> AUSGEWÄHLTER AUSZUG
┄┄┄┄┄┄┄┄┄┄┄┄┄┄┄┄┄┄┄┄

Um die Verwirrung perfekt zu machen, wird zwar in der Geometrie in der Regel unter der Größe einer Figur ihr Inhalt verstanden (zum Beispiel ist die Größe eines Rechtecks der umschlossene Inhalt und nicht die Länge seines Randes), aber in der Lehre der Wahrnehmung und darauf aufbauend der Psychologie und Philosophie der äußere Rand: Ein Gegenstand ist so groß, wie ich ihn sehe (wahrnehme). Da ich sein Äußeres sehe (z.B. die Höhe eines Gebäudes) und nicht sein Inneres, gilt die (sichtbare) äußere Grenze als die Größe. – Daher kann hier gesagt werden: Die Größe (der äußere sichtbare Rand) ist die Ableitung des Zusammenhangs (des im Inneren und von außen nicht sichtbaren Zusammenhängenden). Kant bezeichnet das von außen Sichtbare als das »Phänomen« (das Erscheinende) und das im Innern nicht Sichtbare als das »Ding an sich«. Insofern kann gesagt werden, dass das Phänomen die Ableitung des Dings an sich ist.

(e) Werden schließlich die Größe als die Form und das Innere als der Stoff verstanden, dann ergibt sich: Die Form ist die Ableitung des Stoffs. Form und Stoff sind Prinzipien der Physik. Wenn auf sie der mathematische Begriff der Ableitung anwendbar ist, dann ist mit der Ableitung im wahrsten Sinn des Wortes ein mathematisches Prinzip der Physik gefunden, was das Anliegen von Newton war.

┄┄┄┄┄┄┄┄┄┄┄┄┄┄┄┄┄┄┄┄

> VORGEGEBENE ZEILEN

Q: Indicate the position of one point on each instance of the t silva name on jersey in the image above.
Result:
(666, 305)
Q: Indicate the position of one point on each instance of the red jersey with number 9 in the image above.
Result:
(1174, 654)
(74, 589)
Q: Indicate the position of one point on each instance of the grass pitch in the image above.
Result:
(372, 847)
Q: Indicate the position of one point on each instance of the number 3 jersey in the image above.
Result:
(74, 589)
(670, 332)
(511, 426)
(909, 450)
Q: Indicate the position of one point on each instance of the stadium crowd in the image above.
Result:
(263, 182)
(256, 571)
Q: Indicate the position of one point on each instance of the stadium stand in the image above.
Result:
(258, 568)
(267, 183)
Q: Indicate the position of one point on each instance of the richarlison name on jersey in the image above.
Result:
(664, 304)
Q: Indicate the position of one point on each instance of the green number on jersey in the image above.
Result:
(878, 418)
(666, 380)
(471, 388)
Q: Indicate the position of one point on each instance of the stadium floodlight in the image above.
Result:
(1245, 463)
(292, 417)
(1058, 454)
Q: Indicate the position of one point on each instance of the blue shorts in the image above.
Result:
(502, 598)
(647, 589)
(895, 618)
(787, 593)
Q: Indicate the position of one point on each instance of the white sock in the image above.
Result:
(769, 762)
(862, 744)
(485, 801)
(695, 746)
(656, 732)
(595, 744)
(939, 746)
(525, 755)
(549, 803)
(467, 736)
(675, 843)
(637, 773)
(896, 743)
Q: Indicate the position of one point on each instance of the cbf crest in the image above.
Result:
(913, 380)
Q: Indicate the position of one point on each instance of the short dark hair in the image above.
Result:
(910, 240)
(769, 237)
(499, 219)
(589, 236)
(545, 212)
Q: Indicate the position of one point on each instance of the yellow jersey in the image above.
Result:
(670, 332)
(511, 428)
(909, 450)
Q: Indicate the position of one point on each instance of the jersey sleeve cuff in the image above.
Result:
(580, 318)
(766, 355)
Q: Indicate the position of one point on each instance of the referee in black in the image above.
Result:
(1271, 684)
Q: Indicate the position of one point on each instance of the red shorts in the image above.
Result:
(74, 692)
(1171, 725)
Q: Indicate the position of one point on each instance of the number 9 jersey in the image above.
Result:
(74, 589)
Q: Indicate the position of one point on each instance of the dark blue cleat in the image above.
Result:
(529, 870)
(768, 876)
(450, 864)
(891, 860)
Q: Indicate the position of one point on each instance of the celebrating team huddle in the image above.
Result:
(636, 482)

┄┄┄┄┄┄┄┄┄┄┄┄┄┄┄┄┄┄┄┄

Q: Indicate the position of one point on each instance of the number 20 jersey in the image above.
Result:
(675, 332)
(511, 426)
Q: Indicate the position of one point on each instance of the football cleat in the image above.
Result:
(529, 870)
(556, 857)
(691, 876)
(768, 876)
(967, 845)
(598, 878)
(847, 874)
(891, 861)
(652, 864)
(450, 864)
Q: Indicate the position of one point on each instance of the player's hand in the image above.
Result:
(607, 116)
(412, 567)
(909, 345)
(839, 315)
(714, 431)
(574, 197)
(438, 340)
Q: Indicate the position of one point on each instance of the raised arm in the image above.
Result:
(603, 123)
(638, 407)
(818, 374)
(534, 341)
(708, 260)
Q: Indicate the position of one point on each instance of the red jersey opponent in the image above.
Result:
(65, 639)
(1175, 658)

┄┄┄┄┄┄┄┄┄┄┄┄┄┄┄┄┄┄┄┄

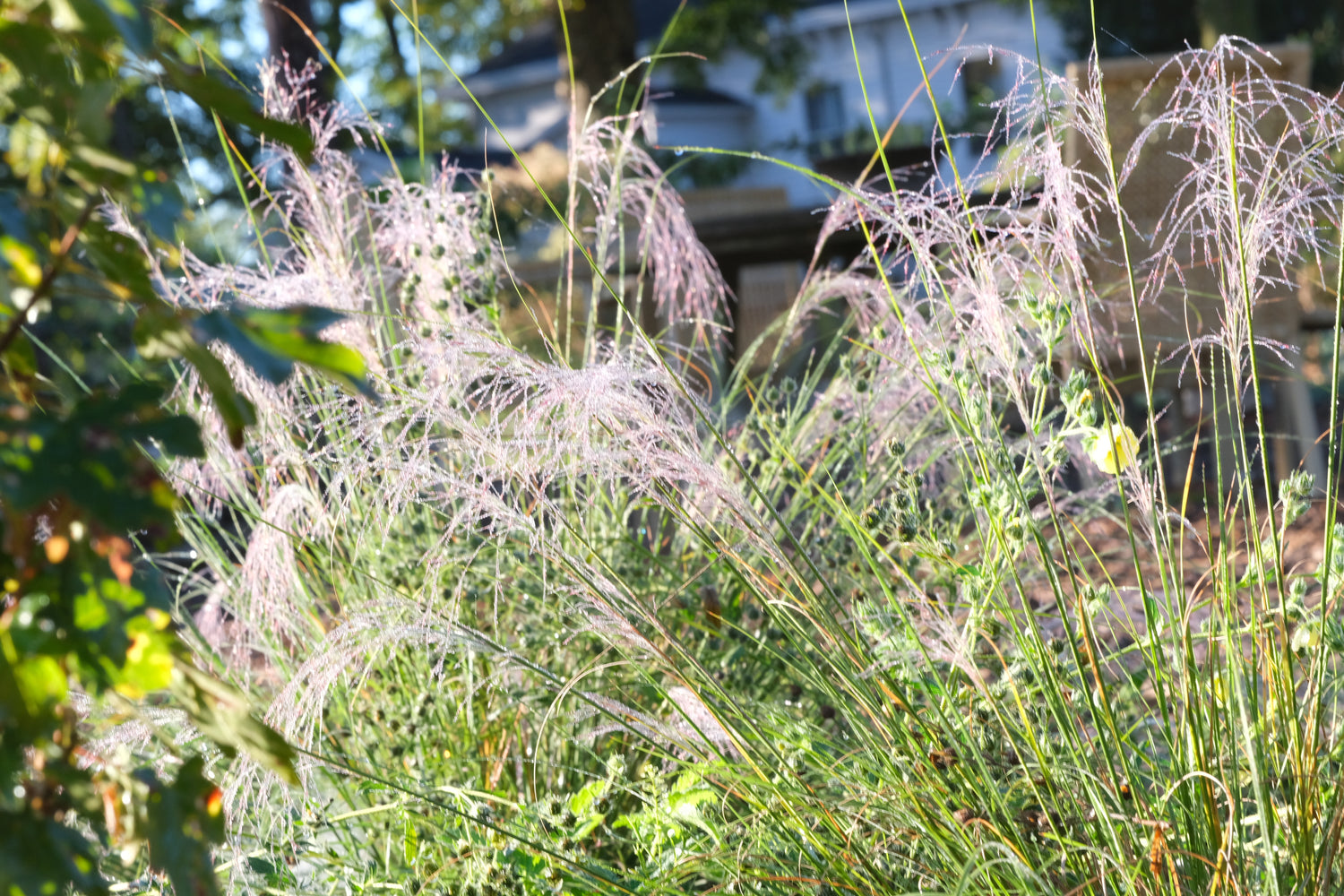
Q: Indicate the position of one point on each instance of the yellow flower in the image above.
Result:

┄┄┄┄┄┄┄┄┄┄┄┄┄┄┄┄┄┄┄┄

> IHRE AUFGABEN
1. Fassen Sie den Auszug in zwei Sätzen zusammen.
2. Prüfen Sie, ob die folgenden Aussagen mit dem Auszug übereinstimmen, und antworten Sie jeweils mit Ja oder Nein samt den entscheidenden Worten des Auszugs:
(a) In der Geometrie wird unter der Größe eines Rechtecks die Länge seines Randes verstanden.
(b) Kant nennt das im Innern nicht Sichtbare das »Ding an sich«.
(c) Form und Stoff werden als Prinzipien der Chemie bezeichnet.
3. Beantworten Sie bitte diese Fragen zum Auszug:
(a) Welches Beispiel für das sichtbare Äußere eines Gegenstands wird genannt?
(b) Wie bezeichnet Kant das von außen Sichtbare?
(c) Wessen Anliegen war es, ein mathematisches Prinzip der Physik zu finden?
Stützen Sie sich nur auf den Auszug.

> NUMMERIERTE ANTWORTEN
1. In der Geometrie gilt meist der Inhalt einer Figur als ihre Größe, in der Lehre der Wahrnehmung sowie in Psychologie und Philosophie dagegen der äußere sichtbare Rand, der als Ableitung des inneren Zusammenhangs bezeichnet wird; ebenso gilt Kants »Phänomen« als Ableitung des »Dings an sich«. Versteht man die Größe als Form und das Innere als Stoff, so ist die Form die Ableitung des Stoffs, und ist der mathematische Begriff der Ableitung auf diese Prinzipien der Physik anwendbar, ist damit ein mathematisches Prinzip der Physik gefunden, was Newtons Anliegen war.

2.
(a) Nein: „die Größe eines Rechtecks der umschlossene Inhalt und nicht die Länge seines Randes“
(b) Ja: „das im Innern nicht Sichtbare als das »Ding an sich«“
(c) Nein: „Form und Stoff sind Prinzipien der Physik.“

3.
(a) Die Höhe eines Gebäudes.
(b) Als das »Phänomen« (das Erscheinende).
(c) Newtons.